→ **Records to process**:
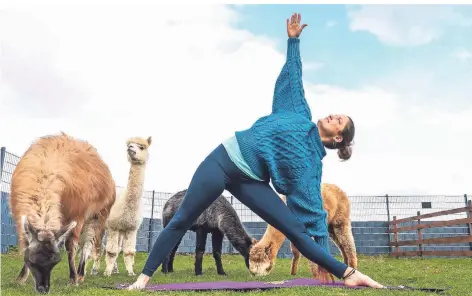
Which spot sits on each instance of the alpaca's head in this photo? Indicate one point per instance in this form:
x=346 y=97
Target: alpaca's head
x=42 y=252
x=260 y=263
x=138 y=149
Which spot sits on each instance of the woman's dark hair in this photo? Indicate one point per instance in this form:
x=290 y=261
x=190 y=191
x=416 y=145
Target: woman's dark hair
x=344 y=147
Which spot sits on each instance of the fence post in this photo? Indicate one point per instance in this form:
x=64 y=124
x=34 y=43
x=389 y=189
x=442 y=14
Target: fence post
x=230 y=247
x=395 y=235
x=420 y=235
x=388 y=218
x=151 y=223
x=2 y=159
x=468 y=203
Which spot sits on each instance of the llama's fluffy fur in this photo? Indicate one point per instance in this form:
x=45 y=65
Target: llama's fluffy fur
x=336 y=203
x=124 y=220
x=60 y=180
x=219 y=219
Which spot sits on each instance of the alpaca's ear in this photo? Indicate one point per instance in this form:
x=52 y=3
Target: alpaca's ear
x=30 y=231
x=63 y=233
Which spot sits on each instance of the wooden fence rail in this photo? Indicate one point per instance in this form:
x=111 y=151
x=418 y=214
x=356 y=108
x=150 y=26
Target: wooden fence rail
x=440 y=240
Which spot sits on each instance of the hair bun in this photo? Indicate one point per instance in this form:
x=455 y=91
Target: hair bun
x=345 y=152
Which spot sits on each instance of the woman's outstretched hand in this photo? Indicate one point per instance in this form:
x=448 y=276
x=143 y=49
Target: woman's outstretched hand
x=360 y=279
x=294 y=29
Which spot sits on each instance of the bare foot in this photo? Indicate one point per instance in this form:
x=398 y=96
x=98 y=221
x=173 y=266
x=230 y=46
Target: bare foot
x=140 y=283
x=360 y=279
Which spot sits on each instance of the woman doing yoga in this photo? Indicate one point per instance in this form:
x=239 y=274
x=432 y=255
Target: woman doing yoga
x=285 y=147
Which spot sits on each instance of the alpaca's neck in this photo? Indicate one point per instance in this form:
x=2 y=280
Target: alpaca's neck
x=134 y=189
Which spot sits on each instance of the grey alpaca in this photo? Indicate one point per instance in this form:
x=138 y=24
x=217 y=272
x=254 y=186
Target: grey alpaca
x=219 y=219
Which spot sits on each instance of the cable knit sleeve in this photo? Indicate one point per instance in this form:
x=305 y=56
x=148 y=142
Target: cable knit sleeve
x=289 y=94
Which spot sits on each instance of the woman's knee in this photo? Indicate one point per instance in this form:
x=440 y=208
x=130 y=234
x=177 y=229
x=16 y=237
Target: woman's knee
x=296 y=231
x=179 y=223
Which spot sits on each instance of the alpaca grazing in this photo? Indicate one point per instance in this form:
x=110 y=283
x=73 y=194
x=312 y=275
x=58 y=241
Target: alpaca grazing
x=124 y=220
x=219 y=219
x=59 y=184
x=336 y=203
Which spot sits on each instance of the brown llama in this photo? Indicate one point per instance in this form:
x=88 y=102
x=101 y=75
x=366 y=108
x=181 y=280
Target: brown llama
x=336 y=203
x=59 y=184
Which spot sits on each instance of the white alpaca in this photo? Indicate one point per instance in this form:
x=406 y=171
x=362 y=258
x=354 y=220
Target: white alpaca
x=125 y=219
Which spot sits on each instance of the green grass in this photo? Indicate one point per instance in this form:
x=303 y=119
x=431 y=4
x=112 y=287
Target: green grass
x=438 y=272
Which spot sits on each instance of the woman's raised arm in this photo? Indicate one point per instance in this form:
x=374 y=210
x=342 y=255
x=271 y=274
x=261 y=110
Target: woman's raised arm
x=289 y=94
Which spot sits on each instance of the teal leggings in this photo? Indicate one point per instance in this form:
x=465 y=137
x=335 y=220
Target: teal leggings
x=217 y=173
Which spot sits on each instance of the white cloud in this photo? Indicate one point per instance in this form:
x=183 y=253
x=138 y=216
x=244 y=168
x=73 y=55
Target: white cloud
x=311 y=66
x=462 y=54
x=190 y=79
x=330 y=24
x=401 y=25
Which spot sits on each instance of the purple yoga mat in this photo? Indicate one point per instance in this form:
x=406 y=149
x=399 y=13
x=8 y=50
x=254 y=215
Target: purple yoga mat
x=228 y=285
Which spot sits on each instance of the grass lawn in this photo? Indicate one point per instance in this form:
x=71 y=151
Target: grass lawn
x=438 y=272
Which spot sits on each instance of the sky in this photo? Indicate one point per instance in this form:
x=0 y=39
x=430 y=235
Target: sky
x=191 y=75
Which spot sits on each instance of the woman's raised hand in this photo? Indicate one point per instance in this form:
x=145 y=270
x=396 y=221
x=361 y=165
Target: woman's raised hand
x=294 y=29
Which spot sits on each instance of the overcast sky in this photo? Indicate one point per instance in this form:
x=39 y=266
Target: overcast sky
x=189 y=76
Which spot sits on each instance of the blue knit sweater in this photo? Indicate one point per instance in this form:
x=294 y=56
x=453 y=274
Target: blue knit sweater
x=286 y=147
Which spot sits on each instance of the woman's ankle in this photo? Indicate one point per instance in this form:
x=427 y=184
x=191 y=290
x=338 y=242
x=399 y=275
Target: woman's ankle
x=349 y=271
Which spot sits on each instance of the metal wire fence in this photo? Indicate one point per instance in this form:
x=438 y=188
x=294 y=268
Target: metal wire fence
x=369 y=215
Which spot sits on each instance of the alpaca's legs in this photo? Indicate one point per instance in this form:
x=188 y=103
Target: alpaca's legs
x=24 y=273
x=71 y=247
x=120 y=248
x=295 y=259
x=129 y=250
x=345 y=241
x=86 y=246
x=168 y=263
x=97 y=253
x=200 y=250
x=217 y=245
x=112 y=249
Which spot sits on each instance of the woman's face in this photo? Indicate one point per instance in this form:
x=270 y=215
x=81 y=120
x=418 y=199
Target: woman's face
x=332 y=125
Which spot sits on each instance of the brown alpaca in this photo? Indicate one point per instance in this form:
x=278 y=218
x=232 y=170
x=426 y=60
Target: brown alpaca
x=336 y=203
x=58 y=185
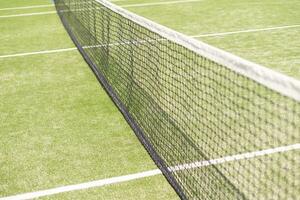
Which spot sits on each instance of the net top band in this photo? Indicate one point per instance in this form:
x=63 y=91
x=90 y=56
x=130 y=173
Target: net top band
x=276 y=81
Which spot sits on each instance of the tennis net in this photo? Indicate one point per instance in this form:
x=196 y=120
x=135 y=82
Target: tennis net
x=217 y=126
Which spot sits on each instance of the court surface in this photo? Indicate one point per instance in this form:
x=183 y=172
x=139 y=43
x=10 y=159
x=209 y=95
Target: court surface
x=58 y=127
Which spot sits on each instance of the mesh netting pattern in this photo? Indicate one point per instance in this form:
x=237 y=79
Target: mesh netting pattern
x=214 y=133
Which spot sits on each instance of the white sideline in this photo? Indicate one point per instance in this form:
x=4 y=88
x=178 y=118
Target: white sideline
x=195 y=36
x=28 y=14
x=245 y=31
x=27 y=7
x=120 y=179
x=39 y=6
x=38 y=52
x=158 y=3
x=123 y=6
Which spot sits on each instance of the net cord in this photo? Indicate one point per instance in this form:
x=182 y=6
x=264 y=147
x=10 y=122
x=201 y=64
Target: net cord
x=275 y=81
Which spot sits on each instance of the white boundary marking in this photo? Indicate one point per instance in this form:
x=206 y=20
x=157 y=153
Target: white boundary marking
x=195 y=36
x=246 y=31
x=38 y=52
x=158 y=3
x=27 y=7
x=28 y=14
x=39 y=6
x=123 y=6
x=120 y=179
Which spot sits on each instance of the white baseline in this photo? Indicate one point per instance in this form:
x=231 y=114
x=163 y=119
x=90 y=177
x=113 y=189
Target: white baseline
x=120 y=179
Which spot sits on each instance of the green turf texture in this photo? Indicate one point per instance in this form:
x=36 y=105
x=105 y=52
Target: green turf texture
x=58 y=126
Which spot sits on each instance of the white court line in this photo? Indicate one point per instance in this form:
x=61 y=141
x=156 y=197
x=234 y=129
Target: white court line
x=27 y=14
x=158 y=3
x=39 y=6
x=245 y=31
x=38 y=52
x=123 y=6
x=120 y=179
x=195 y=36
x=27 y=7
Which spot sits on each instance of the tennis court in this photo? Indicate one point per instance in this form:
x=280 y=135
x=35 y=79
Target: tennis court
x=62 y=136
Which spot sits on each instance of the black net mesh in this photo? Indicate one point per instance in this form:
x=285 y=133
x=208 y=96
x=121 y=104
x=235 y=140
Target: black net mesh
x=214 y=133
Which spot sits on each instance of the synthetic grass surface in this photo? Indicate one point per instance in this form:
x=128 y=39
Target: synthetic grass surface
x=58 y=127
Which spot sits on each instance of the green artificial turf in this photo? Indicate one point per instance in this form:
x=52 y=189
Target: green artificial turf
x=58 y=126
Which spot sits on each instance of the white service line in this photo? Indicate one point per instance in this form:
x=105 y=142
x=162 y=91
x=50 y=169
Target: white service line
x=28 y=7
x=28 y=14
x=245 y=31
x=38 y=52
x=158 y=3
x=195 y=36
x=120 y=179
x=123 y=6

→ **Work required**: Give the exact lines, and only those, from the line containing "Target: woman's raised hand" through the line containing "x=270 y=215" in the entries above.

→ **Final answer**:
Target: woman's raised hand
x=294 y=29
Which spot sits on each instance of the overcast sky in this photo? Indicate one point per instance in this form:
x=39 y=266
Target: overcast sky
x=189 y=76
Which spot sits on each instance of the blue knit sweater in this photo? Indicate one point per instance in this form:
x=294 y=56
x=453 y=274
Target: blue knit sweater
x=286 y=147
Which spot sits on each instance of the woman's ankle in this photo? Indicate one point per instance in this form:
x=427 y=184
x=191 y=290
x=338 y=242
x=399 y=275
Target: woman's ankle
x=349 y=271
Which spot sits on each instance of the metal wire fence in this photo? Indicate one point per instance in this form:
x=438 y=188
x=294 y=268
Target: metal wire fence
x=369 y=215
Which spot sits on each instance of the alpaca's legs in this photo? Indicate one point per instance in this form:
x=188 y=103
Target: alpaca's legs
x=24 y=273
x=71 y=247
x=120 y=248
x=295 y=259
x=129 y=250
x=345 y=241
x=86 y=246
x=168 y=263
x=97 y=253
x=200 y=250
x=217 y=245
x=112 y=249
Which spot sits on each instance of the woman's face in this photo? Indicate one point per instance in this form:
x=270 y=215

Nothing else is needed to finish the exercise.